# EXERCÍCIOS PROPOSTOS
1/ De acordo com o excerto sobre a Vogue Arábia, quem foi substituído por Manuel Arnaut na direcção da revista?
2/ Reescreva em forma de lista o parágrafo do excerto sobre a Vogue Arábia que começa por «Neste momento comanda», conservando os factos principais.

Neste momento comanda uma publicação com uma distribuição de perto de 35 mil cópias mensais, com relevância a nível internacional. Em pouco mais de um ano, a revista conseguiu instituir a sua capa como uma das mais cobiçadas a nível mundial, retratando figuras como a supermodelo Gigi Hadid e a cantora Rihanna. Na edição de aniversário, em Março, posaram juntas as modelos Iman e Imaan Hammam. Algumas das escolhas – como a de Rihanna a encarnar a rainha Nefertiti – geraram polémica em torno do conceito de apropriação cultural, o que acabou por ajudar a própria revista a ter projecção além fronteiras.

Manuel Arnaut acompanhou o nascimento da Vogue Arábia – que começou como uma publicação digital, no final de 2016 e teve o seu primeiro número em papel, poucos meses depois – , tendo substituído a empresária (e princesa saudita) Deena Aljuhani Abdulaziz na direcção. O director da Vogue esteve em Lisboa, durante a Condé Nast International Luxury Conference, onde partilhou um painel com o criador Felipe Oliveira Baptista, antes de ser anunciada a saída deste da direcção criativa da Lacoste

Costuma vir a Portugal com frequência?
Venho uma vez por ano. Como viajo para as semanas da moda e são muitos dias seguidos, já não me sobra muito tempo [para vir].

Como surgiu a possibilidade de ir para a Architectural Digest (AD) do Médio Oriente?
Estava em Portugal. Foi numa altura em que fecharam muitas revistas e as empresas tiveram de se readaptar. Eu trabalhava na GQ e a revista fechou. Sempre tive vontade de ir para fora e ter uma experiência internacional.

Algum país em concreto?
Não. O que acontece é que eu tentei vários países e mesmo quando estava na Vogue portuguesa escrevi para a Wallpaper, para a Vogue Brasil… Sempre tive esta vontade e tentei muito: mandava currículos para todo o lado, para Inglaterra, para o Brasil... Agora chego à conclusão que as coisas acontecem de uma forma natural e às vezes não vale a pena a pessoa ir contra a parede, tem só de esperar que a janela se abra para que as coisas aconteçam. Entretanto tinha amigos que viviam no Dubai, que me apresentaram a uma pessoa que estava a contratar para o lançamento da Architectural Digest. Quando a GQ fechou e eu estava a fazer colaborações com a Máxima e com a Vogue de repente a oportunidade de ir para fora aconteceu. E em três semanas fui-me embora, quando estive anos e anos a tentar.

# MATERIAL EXTRAÍDO
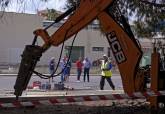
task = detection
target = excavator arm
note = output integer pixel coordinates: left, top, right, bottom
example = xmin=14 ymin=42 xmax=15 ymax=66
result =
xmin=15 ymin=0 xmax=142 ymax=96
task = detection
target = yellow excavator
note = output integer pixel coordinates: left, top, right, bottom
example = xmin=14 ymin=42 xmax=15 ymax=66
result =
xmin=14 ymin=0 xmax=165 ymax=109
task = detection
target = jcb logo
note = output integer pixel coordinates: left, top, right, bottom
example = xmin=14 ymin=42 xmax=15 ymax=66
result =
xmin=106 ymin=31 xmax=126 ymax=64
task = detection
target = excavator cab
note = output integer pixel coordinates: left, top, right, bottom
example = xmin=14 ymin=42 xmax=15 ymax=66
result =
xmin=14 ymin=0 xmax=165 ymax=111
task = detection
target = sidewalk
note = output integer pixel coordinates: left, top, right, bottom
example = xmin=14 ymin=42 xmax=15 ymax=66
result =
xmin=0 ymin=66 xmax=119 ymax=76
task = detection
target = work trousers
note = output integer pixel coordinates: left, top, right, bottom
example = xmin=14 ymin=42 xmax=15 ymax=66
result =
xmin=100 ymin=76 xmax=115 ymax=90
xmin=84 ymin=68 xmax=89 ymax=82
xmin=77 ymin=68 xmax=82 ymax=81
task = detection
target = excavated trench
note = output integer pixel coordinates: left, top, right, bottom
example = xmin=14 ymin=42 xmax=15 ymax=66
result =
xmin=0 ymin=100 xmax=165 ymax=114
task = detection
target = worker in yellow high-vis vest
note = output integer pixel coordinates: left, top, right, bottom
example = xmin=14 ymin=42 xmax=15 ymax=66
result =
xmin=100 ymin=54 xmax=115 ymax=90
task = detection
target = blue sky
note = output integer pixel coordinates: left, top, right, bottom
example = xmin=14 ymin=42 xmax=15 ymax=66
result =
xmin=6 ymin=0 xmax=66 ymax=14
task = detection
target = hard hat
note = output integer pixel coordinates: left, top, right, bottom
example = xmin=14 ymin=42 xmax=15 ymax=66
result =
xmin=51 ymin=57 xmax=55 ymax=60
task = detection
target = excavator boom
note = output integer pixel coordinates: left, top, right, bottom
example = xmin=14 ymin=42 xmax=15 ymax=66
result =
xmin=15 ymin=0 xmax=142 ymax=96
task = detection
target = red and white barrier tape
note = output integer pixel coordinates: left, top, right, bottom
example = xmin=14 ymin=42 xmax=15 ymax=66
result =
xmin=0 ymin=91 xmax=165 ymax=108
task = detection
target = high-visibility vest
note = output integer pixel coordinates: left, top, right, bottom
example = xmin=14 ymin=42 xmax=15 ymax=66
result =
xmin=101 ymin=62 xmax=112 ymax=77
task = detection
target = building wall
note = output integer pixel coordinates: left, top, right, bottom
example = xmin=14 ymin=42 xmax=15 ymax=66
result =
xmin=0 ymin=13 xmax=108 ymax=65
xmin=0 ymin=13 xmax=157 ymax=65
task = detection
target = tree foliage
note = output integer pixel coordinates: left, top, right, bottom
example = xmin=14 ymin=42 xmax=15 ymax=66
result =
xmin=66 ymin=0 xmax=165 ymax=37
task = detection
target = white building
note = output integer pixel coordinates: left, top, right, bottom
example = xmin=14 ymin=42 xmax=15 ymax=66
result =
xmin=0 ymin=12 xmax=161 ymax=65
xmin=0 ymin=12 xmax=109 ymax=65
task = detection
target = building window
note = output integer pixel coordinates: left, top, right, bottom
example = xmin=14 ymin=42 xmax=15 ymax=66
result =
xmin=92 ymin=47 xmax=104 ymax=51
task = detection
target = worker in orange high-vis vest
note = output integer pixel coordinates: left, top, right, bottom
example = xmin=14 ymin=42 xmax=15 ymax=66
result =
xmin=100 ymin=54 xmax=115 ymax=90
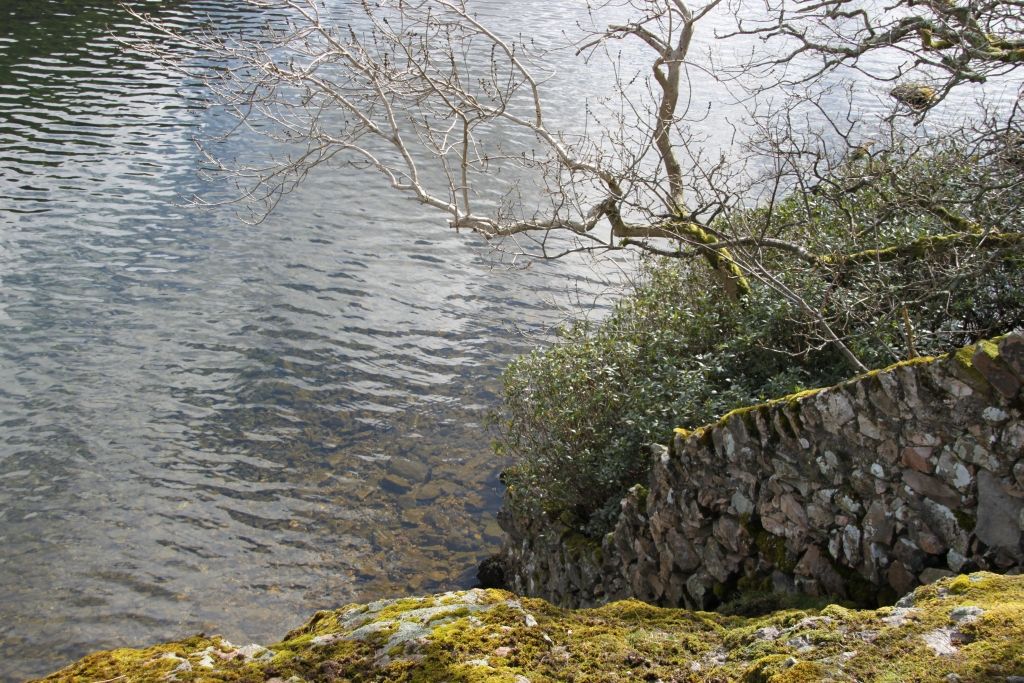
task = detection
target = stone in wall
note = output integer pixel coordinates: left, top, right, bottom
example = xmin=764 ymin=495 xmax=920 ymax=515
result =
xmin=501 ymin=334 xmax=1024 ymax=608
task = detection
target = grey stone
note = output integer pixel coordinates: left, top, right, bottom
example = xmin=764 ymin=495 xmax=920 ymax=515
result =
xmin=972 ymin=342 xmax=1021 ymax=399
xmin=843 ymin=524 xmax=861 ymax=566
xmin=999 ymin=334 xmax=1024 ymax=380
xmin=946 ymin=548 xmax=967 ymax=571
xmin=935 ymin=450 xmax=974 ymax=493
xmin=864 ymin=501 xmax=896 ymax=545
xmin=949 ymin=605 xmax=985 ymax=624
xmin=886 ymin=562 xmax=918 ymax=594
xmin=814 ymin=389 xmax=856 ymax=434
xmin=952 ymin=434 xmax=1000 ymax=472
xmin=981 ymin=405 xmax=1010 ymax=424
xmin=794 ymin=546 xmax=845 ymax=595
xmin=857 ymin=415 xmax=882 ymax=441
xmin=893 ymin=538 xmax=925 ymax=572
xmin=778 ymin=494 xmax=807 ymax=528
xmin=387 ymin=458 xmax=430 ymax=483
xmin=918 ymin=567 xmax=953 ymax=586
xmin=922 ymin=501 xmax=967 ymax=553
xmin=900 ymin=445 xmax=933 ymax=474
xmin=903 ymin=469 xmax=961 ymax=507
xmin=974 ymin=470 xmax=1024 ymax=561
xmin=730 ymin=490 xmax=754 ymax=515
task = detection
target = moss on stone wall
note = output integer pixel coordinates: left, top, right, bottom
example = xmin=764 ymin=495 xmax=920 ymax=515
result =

# RESPOSTAS ESCRITAS
1/ A empresária e princesa saudita Deena Aljuhani Abdulaziz.

2/
- Dirige uma publicação com uma distribuição de cerca de 35 mil exemplares mensais e relevância internacional.
- Em pouco mais de um ano, a capa da revista tornou-se uma das mais cobiçadas do mundo, com figuras como Gigi Hadid e Rihanna.
- Na edição de aniversário, em Março, posaram juntas as modelos Iman e Imaan Hammam.
- Algumas escolhas, como a de Rihanna a encarnar a rainha Nefertiti, geraram polémica sobre apropriação cultural, o que contribuiu para a projecção da revista além-fronteiras.